▸ **WHAT THIS TASK INVOLVES**
In the text on chemical derivatization in bioanalysis, which application is called the most notable?

▸ **TEXT**
Chemical derivatization in bioanalysis.

Abstract

Applications Chemical derivatization has long proved itself as an analytical technique in bioanalysis to overcome problems associated with low ionization efficiency, compound instability, poor selectivity or unacceptable chromatographic performance (poor retention, bad peak shape and carryover issues) and even poor volatility for GC separation [1,2]. This technique is a powerful tool in many areas of chemistry including medical, forensic, food science, doping control and environmental disciplines. The goal of chemical derivatization is to modify the structure of the analyte (either a nucleophile or electrophile) using a chemical reagent (either an electrophile or nucleophile depending on the nature of the analyte) and, as a result, a new compound (the reaction’s derivate) with improved chemical and physical properties for analysis is formed. The reaction conditions (amount of the reagent, reaction time and temperature, etc) are optimized in favor of the formation of the desired derivative with the highest possible reaction yield. Additional sample clean up procedures can be developed to eliminate unwanted byproducts and excess reagents, thereby minimizing analyte inferences upon analysis. Using chemical derivatization, analysis of the impossible becomes possible. Many examples of this have been presented in the literature; impacting GC, LC–MS/MS [1–3] and NMR [4–6] detection. Most notable has been the chromatographic separation of enantiomers through chiral derivatization using specific resolving reagents without the use of specialized chiral columns and separation conditions [7–9].

▸ **RAW DATA**
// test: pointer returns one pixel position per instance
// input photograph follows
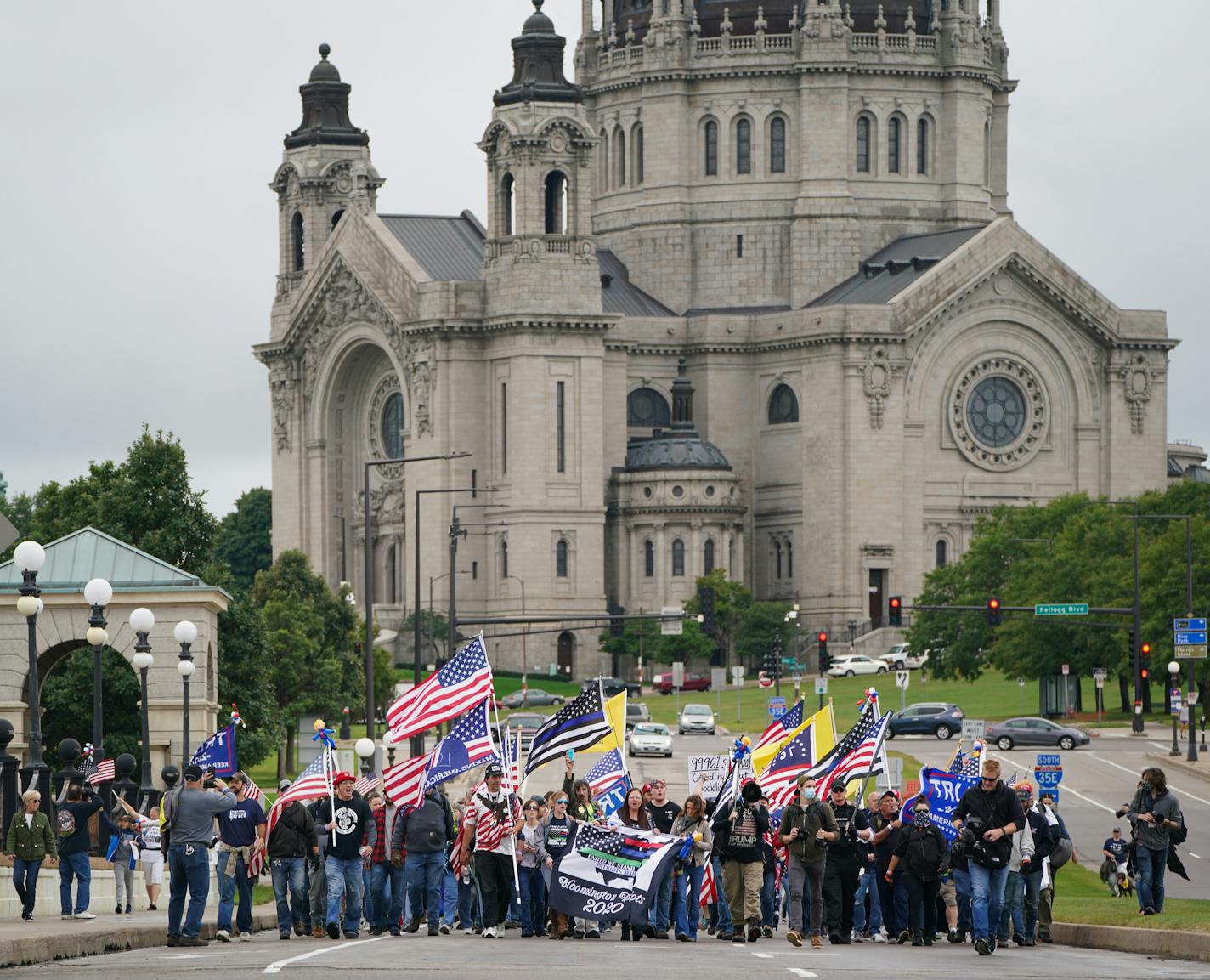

▸ **SOLUTION FOR THIS PROBLEM**
The chromatographic separation of enantiomers through chiral derivatization with specific resolving reagents, without specialized chiral columns and separation conditions.